Task instructions:
How many lines in the data below contain the word "blue"? Reply with the number only.
═════ Working data
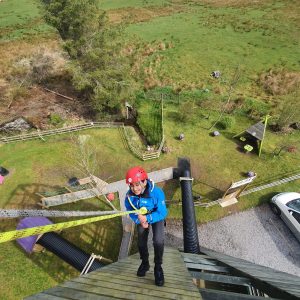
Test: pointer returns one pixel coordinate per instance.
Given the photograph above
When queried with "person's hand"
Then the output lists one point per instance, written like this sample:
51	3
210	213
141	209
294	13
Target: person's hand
145	225
142	219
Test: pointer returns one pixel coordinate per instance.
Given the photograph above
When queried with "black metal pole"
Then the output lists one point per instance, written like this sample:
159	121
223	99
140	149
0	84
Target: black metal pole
190	231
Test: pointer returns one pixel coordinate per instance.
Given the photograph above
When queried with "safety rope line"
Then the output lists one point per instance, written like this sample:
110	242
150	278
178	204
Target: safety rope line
15	213
17	234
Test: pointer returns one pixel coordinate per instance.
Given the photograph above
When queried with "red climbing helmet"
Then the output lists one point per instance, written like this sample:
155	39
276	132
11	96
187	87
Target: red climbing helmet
136	174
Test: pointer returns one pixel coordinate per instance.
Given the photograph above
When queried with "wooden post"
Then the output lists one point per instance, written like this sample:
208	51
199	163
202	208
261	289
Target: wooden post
265	127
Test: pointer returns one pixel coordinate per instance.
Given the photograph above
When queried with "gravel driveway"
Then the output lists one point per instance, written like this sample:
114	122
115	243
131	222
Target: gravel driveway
256	235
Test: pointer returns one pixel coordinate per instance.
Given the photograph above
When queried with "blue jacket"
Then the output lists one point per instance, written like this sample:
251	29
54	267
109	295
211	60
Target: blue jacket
153	199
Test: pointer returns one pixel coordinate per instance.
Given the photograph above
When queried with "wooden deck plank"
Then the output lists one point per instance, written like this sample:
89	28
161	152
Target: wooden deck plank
201	261
119	291
136	288
77	294
148	279
221	278
272	282
207	267
119	280
208	294
43	296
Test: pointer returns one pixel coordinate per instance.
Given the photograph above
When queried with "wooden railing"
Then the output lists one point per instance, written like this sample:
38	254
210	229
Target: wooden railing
143	155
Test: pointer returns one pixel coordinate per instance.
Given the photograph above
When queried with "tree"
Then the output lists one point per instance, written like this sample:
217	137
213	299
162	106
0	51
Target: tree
231	86
100	67
290	113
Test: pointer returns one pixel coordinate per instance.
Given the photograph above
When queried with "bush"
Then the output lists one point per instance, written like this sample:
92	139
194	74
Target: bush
226	122
55	120
186	111
149	121
255	108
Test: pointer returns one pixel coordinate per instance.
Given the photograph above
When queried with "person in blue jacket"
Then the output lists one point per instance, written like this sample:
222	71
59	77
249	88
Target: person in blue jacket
143	193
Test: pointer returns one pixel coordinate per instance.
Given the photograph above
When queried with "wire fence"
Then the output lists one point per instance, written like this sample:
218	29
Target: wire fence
143	155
══════════
The solution:
4